>>>

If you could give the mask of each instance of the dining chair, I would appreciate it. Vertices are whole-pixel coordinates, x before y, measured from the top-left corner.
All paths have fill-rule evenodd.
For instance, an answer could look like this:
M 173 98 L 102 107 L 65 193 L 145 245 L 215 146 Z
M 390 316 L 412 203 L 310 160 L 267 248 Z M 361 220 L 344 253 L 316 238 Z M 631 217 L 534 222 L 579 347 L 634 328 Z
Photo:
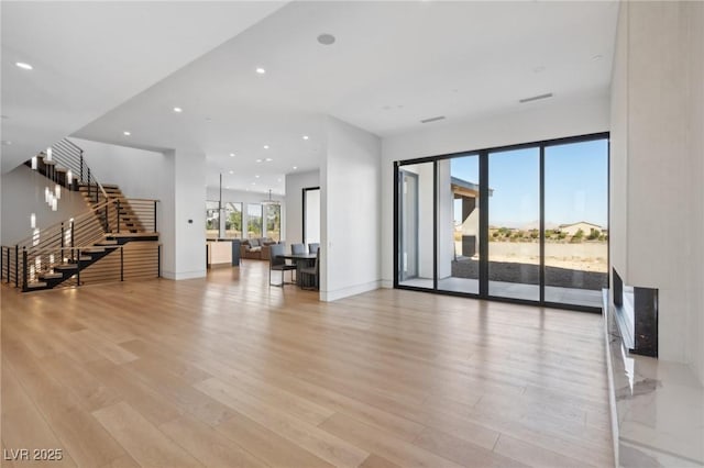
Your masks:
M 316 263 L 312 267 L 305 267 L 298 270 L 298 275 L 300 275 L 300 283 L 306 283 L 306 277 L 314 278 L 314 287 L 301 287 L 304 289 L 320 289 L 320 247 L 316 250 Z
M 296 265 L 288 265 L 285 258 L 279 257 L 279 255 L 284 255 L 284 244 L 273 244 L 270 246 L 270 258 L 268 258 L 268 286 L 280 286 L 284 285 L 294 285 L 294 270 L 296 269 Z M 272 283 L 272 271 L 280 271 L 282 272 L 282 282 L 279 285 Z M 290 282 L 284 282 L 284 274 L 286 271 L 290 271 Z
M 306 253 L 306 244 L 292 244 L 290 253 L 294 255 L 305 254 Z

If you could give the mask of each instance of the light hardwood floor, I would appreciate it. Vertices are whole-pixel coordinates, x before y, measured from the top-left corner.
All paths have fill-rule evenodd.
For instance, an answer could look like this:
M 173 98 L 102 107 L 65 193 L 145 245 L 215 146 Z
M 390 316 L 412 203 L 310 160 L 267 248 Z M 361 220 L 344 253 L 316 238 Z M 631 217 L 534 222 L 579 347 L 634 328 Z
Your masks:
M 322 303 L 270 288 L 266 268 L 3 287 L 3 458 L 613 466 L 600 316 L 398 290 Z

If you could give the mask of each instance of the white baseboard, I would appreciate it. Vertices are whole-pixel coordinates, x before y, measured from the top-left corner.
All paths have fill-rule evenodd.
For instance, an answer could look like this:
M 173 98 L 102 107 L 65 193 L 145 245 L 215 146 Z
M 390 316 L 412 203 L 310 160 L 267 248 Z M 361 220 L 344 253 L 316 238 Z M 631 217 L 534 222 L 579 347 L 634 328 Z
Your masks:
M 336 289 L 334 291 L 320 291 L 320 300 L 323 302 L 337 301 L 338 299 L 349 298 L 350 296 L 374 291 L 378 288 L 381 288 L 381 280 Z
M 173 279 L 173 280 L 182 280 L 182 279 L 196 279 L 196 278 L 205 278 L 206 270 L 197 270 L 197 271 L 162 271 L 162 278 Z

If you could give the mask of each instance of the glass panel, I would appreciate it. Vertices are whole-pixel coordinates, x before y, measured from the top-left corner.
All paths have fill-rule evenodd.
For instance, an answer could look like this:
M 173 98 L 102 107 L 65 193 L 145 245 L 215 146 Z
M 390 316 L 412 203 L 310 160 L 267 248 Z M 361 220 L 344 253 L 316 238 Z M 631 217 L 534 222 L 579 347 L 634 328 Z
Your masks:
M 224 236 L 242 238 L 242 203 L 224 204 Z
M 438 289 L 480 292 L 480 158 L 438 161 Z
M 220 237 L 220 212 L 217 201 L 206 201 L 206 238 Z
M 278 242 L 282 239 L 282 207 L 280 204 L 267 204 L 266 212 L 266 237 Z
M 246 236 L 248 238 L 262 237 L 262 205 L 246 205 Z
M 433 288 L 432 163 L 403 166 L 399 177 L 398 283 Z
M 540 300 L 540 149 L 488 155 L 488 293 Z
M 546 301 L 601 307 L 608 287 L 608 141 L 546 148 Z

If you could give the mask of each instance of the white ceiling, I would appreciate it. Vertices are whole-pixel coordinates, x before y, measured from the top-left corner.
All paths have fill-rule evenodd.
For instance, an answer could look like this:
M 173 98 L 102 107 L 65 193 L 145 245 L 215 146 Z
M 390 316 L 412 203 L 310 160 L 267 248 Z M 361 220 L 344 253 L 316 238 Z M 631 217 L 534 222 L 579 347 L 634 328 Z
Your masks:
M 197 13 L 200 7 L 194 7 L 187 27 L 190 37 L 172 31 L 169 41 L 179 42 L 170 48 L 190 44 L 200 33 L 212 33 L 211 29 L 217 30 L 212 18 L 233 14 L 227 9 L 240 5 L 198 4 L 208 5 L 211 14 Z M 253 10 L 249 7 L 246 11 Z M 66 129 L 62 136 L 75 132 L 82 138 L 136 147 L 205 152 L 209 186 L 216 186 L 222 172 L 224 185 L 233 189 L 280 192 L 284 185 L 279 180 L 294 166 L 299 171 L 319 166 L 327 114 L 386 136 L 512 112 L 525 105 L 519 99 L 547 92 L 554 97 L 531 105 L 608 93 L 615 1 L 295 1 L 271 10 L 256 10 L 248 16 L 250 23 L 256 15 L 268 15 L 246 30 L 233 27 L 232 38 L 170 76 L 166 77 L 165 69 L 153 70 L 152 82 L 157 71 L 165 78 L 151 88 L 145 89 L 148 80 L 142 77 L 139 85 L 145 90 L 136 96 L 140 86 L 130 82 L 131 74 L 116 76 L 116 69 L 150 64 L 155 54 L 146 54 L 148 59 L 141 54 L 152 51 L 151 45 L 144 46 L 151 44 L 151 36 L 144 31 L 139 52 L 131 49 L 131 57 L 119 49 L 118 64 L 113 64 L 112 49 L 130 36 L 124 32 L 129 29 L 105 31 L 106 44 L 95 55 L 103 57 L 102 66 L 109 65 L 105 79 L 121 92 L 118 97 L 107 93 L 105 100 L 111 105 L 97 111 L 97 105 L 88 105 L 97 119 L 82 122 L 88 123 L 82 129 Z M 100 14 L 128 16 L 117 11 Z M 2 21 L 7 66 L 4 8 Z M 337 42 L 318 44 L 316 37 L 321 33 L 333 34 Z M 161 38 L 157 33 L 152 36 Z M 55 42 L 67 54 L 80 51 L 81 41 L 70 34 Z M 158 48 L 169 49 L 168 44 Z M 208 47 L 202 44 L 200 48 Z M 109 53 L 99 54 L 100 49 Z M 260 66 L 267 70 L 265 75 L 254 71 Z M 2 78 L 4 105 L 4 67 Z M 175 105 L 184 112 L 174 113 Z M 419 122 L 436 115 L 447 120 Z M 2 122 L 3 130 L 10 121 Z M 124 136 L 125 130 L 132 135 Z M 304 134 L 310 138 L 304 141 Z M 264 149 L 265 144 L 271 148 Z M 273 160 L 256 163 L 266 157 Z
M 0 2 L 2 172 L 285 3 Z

<<<

- Exercise task
Can you turn all the rows above into a numbered list, dropping the blank lines and leaving the pictures out?

- Exercise result
1. If you could give the mask of each instance of the dining chair, I would appreciate it. Vertices are whole-pixel coordinates, x before y, measured from the top-left corner.
2. All paths have fill-rule evenodd.
3. For instance, an answer could look like this:
4. M 173 98 L 102 107 L 65 193 L 145 245 L 215 146 Z
5. M 390 316 L 412 203 L 310 160 L 267 248 Z M 361 220 L 344 253 L 316 238 Z M 631 217 L 534 222 L 579 347 L 634 328 Z
6. Photo:
7. Your masks:
8. M 316 263 L 312 267 L 305 267 L 298 270 L 298 275 L 300 275 L 300 283 L 306 283 L 306 277 L 314 278 L 314 287 L 301 287 L 304 289 L 320 289 L 320 247 L 316 250 Z
9. M 296 265 L 288 265 L 285 258 L 279 257 L 279 255 L 284 255 L 284 244 L 273 244 L 270 246 L 270 258 L 268 258 L 268 286 L 280 286 L 284 285 L 294 285 L 294 270 L 296 269 Z M 272 283 L 272 271 L 280 271 L 282 272 L 282 282 L 279 285 Z M 290 282 L 284 282 L 284 274 L 286 271 L 290 271 Z
10. M 306 253 L 306 244 L 292 244 L 290 253 L 294 255 L 305 254 Z
11. If you could give the mask of each instance of the light hardwood floor, I would appreciate it. Vertices are whole-pixel coordinates, x before y, measured from the top-left corner.
12. All paths have fill-rule evenodd.
13. For instance, an answer could look like this:
14. M 173 98 L 102 107 L 65 193 L 145 245 L 215 146 Z
15. M 390 316 L 412 203 L 310 160 L 267 248 Z M 361 220 L 344 253 L 316 238 Z M 631 217 L 534 222 L 579 347 L 634 328 Z
16. Your masks:
17. M 322 303 L 270 288 L 266 268 L 3 287 L 3 458 L 613 466 L 600 316 L 398 290 Z
18. If you could give the mask of each instance of the white baseboard, I would appreciate it. Vertices are whole-pixel coordinates, x before y, measured from the top-left corner.
19. All paths have fill-rule evenodd.
20. For instance, an answer could look like this:
21. M 173 98 L 102 107 L 65 193 L 145 245 L 215 146 Z
22. M 390 316 L 412 203 L 310 160 L 267 248 Z M 361 220 L 344 253 L 316 238 Z M 631 217 L 534 222 L 579 347 L 634 328 Z
23. Your masks:
24. M 336 289 L 334 291 L 320 291 L 320 300 L 323 302 L 337 301 L 338 299 L 349 298 L 350 296 L 374 291 L 378 288 L 381 288 L 381 280 Z
25. M 173 279 L 173 280 L 182 280 L 182 279 L 196 279 L 196 278 L 205 278 L 206 270 L 197 270 L 197 271 L 162 271 L 162 278 Z
26. If you could give the mask of each instance of the glass panel, I would appreciate it. Vertices are whole-pixel coordinates, x before y, measured from the top-left corner.
27. All paths have fill-rule evenodd.
28. For instance, an answer could look like this:
29. M 173 98 L 102 107 L 65 193 L 145 245 L 215 146 Z
30. M 390 316 L 412 203 L 310 160 L 267 248 Z M 361 220 L 344 253 L 316 238 Z M 631 217 L 534 222 L 579 347 L 634 328 Z
31. Your masks:
32. M 224 236 L 242 238 L 242 203 L 224 204 Z
33. M 438 289 L 480 292 L 480 158 L 438 161 Z
34. M 220 237 L 220 212 L 217 201 L 206 201 L 206 238 Z
35. M 278 242 L 282 239 L 282 207 L 280 204 L 267 204 L 266 212 L 266 237 Z
36. M 246 236 L 248 238 L 262 237 L 262 205 L 246 205 Z
37. M 433 288 L 432 163 L 403 166 L 399 177 L 398 283 Z
38. M 540 300 L 540 149 L 488 155 L 488 293 Z
39. M 546 301 L 601 307 L 608 287 L 608 141 L 546 148 Z
40. If you could give the mask of each instance of the white ceiling, I would appreciate it. Vertices are whole-pixel coordinates, x before y, measured from the top-left corner.
41. All paths have fill-rule evenodd.
42. For instance, an answer could look like this:
43. M 173 98 L 102 107 L 65 193 L 145 245 L 215 146 Z
44. M 390 316 L 412 203 L 310 160 L 267 248 Z M 361 220 L 344 253 L 316 238 Z M 631 217 L 534 222 L 579 347 L 634 328 Z
45. Your masks:
46. M 197 13 L 200 7 L 194 7 L 187 27 L 190 37 L 172 31 L 169 41 L 179 42 L 170 48 L 190 44 L 200 33 L 212 33 L 211 29 L 217 30 L 212 18 L 233 14 L 227 9 L 240 5 L 198 4 L 208 5 L 211 14 Z M 253 10 L 249 7 L 246 11 Z M 66 129 L 62 136 L 75 132 L 82 138 L 136 147 L 205 152 L 209 186 L 216 186 L 222 172 L 224 185 L 233 189 L 280 192 L 284 185 L 279 180 L 294 166 L 299 171 L 319 166 L 327 114 L 386 136 L 512 112 L 525 105 L 519 99 L 547 92 L 554 97 L 531 105 L 608 93 L 615 1 L 295 1 L 271 10 L 256 10 L 248 16 L 250 23 L 256 15 L 268 15 L 246 30 L 233 27 L 232 38 L 170 76 L 166 77 L 165 69 L 153 70 L 152 82 L 157 71 L 165 78 L 151 88 L 145 89 L 148 80 L 142 77 L 139 85 L 145 90 L 136 96 L 140 86 L 130 82 L 131 74 L 116 76 L 116 69 L 150 64 L 155 54 L 146 54 L 148 59 L 141 54 L 152 51 L 151 45 L 144 46 L 151 44 L 151 36 L 144 31 L 139 52 L 131 49 L 131 57 L 119 49 L 118 64 L 113 64 L 112 49 L 130 36 L 124 32 L 129 29 L 105 31 L 106 44 L 95 55 L 103 57 L 102 66 L 109 65 L 105 79 L 121 92 L 118 97 L 107 93 L 105 100 L 111 105 L 97 111 L 97 105 L 88 105 L 97 119 L 82 122 L 88 123 L 82 129 Z M 100 14 L 128 16 L 117 11 Z M 2 21 L 7 66 L 4 8 Z M 337 42 L 318 44 L 316 37 L 321 33 L 333 34 Z M 161 38 L 157 33 L 152 36 Z M 55 42 L 67 54 L 80 51 L 81 41 L 70 34 Z M 158 48 L 169 49 L 168 44 Z M 208 47 L 202 44 L 200 48 Z M 109 53 L 99 54 L 100 49 Z M 260 66 L 267 70 L 265 75 L 254 71 Z M 2 78 L 4 105 L 4 67 Z M 175 105 L 184 112 L 174 113 Z M 419 122 L 436 115 L 447 120 Z M 2 122 L 3 130 L 10 121 Z M 124 136 L 125 130 L 132 135 Z M 304 134 L 310 138 L 304 141 Z M 264 149 L 265 144 L 271 148 Z M 273 160 L 256 163 L 266 157 Z
47. M 0 2 L 2 172 L 285 3 Z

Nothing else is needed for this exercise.